→ **What to produce**
Identify every line in the rows below that contains the word "hand" and copy each of those lines. Case counts, so a line matches only where the capitalization is the same.

→ **Data shown**
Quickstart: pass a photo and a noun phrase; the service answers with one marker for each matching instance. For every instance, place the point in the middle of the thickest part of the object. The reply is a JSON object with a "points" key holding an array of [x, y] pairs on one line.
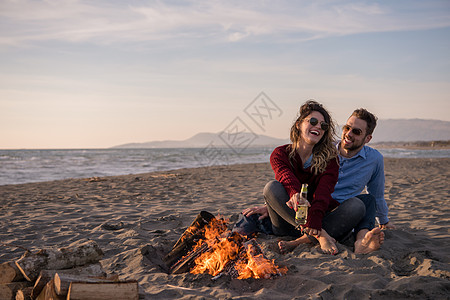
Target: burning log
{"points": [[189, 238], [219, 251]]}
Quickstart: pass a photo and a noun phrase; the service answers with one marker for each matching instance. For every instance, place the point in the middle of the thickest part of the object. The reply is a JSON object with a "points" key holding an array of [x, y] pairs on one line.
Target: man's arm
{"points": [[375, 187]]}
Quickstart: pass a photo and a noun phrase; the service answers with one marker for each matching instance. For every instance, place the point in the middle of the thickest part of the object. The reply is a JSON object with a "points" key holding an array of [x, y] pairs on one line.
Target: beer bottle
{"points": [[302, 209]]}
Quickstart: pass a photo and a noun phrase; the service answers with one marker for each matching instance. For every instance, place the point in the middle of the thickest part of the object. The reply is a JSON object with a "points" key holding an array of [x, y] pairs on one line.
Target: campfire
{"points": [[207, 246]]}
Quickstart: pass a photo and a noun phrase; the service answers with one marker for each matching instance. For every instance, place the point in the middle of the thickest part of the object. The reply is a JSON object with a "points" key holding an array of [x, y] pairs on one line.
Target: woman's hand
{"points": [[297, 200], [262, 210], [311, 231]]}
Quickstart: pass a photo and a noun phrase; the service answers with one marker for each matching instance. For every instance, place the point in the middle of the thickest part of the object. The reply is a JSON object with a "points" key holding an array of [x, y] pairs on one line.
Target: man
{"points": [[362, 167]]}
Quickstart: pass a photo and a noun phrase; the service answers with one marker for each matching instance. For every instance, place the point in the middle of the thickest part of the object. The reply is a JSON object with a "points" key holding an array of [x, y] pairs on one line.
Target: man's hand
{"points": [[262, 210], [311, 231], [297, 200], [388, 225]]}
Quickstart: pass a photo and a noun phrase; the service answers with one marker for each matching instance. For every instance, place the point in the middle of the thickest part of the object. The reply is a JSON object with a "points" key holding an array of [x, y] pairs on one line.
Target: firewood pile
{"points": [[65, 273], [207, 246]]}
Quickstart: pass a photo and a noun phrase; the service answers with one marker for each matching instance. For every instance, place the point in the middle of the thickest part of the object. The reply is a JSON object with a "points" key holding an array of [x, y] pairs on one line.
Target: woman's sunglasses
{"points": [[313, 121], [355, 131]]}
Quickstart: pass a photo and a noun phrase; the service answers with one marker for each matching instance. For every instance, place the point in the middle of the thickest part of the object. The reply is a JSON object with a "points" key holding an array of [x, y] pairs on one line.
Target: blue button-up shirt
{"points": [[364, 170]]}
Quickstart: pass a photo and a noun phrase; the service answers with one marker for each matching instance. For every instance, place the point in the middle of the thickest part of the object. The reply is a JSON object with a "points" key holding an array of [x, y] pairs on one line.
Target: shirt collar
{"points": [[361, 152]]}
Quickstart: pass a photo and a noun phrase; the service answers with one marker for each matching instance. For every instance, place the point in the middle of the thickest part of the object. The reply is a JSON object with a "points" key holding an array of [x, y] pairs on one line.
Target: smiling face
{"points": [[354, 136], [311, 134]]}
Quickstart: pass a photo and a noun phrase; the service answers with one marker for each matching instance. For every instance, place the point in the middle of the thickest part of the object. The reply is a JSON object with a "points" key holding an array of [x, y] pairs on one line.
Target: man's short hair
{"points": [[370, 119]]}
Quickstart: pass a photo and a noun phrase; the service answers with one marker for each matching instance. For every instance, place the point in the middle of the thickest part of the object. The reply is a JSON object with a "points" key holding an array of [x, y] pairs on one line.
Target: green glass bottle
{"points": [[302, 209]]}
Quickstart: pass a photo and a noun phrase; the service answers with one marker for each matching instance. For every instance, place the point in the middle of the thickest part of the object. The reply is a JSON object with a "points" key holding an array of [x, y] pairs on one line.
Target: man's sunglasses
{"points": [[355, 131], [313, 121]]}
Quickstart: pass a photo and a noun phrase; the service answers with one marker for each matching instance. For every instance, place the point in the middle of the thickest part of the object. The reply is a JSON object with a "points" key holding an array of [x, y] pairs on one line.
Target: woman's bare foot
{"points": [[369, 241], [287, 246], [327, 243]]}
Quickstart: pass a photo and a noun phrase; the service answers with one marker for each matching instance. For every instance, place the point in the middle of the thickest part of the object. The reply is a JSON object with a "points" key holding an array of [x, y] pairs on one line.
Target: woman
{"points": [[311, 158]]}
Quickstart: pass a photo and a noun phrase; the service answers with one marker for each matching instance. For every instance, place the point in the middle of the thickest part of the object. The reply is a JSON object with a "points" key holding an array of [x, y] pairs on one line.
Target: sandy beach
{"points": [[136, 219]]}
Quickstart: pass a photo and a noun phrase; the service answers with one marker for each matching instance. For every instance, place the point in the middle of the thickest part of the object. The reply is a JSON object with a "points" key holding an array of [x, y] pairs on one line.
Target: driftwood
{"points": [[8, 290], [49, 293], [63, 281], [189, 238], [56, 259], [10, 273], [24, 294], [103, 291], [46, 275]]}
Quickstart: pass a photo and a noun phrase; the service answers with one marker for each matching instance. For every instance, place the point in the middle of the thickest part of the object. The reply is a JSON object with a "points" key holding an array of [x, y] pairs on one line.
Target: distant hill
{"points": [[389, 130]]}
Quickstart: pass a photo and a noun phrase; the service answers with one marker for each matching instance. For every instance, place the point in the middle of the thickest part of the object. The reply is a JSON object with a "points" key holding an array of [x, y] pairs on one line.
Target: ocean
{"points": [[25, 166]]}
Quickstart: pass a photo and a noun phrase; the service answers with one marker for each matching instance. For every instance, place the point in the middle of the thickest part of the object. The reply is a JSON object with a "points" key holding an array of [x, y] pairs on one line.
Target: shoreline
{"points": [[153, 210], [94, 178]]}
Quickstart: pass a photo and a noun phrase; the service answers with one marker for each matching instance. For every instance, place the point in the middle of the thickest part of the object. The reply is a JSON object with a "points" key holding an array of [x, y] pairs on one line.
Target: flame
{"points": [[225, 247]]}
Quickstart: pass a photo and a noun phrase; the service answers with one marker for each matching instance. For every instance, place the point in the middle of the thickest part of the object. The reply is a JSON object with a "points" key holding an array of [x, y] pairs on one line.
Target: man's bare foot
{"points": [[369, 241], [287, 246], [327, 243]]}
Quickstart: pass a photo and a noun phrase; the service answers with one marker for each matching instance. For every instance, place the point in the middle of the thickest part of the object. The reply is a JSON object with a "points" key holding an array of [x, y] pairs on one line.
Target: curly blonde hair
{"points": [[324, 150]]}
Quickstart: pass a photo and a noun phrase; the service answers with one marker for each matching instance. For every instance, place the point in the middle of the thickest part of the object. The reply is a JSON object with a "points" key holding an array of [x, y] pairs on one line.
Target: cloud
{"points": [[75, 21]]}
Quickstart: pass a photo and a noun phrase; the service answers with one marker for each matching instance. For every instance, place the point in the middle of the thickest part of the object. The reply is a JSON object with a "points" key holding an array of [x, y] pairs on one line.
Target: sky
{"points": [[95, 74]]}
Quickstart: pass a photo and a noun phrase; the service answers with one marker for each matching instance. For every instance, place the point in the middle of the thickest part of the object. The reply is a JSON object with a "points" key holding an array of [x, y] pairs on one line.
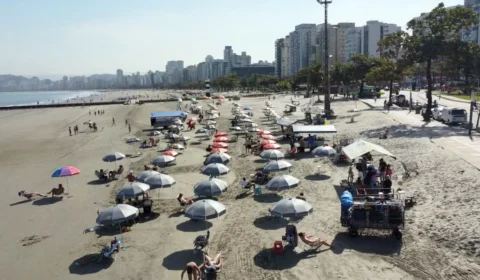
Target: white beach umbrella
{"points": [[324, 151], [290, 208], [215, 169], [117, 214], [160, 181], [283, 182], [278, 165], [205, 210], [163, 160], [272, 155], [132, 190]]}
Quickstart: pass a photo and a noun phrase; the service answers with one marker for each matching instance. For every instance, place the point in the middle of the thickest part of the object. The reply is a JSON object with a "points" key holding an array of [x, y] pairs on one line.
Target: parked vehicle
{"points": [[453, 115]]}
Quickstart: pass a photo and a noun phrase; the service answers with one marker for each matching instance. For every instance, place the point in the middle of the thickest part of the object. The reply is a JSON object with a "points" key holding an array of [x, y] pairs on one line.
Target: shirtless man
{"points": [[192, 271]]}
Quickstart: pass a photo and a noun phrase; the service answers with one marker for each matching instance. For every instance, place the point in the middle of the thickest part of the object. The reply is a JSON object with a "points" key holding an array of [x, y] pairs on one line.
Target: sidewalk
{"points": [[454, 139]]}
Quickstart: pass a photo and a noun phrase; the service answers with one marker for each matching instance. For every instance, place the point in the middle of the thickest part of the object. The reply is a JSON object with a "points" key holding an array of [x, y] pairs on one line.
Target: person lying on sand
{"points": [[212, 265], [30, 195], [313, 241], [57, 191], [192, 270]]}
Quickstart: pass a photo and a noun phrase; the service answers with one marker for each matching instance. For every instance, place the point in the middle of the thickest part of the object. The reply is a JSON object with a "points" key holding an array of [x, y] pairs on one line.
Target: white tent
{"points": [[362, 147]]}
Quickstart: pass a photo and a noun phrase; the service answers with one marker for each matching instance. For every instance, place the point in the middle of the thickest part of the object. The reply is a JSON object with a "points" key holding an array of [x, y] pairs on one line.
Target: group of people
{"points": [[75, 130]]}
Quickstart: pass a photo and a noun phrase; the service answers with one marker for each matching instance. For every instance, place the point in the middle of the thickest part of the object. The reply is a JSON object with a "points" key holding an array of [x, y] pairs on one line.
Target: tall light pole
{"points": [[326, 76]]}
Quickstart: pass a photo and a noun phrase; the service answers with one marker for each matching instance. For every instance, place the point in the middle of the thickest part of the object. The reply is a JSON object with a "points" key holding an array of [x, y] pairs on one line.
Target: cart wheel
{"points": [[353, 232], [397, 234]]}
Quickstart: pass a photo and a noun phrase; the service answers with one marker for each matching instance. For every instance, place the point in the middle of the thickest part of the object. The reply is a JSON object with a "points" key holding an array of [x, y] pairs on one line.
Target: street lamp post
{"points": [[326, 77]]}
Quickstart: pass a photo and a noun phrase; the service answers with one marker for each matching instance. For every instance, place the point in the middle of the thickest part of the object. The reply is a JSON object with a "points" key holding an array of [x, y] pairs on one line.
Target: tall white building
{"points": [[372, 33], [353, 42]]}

→ **Response to this exercise**
Target: woman's hand
Target: man's hand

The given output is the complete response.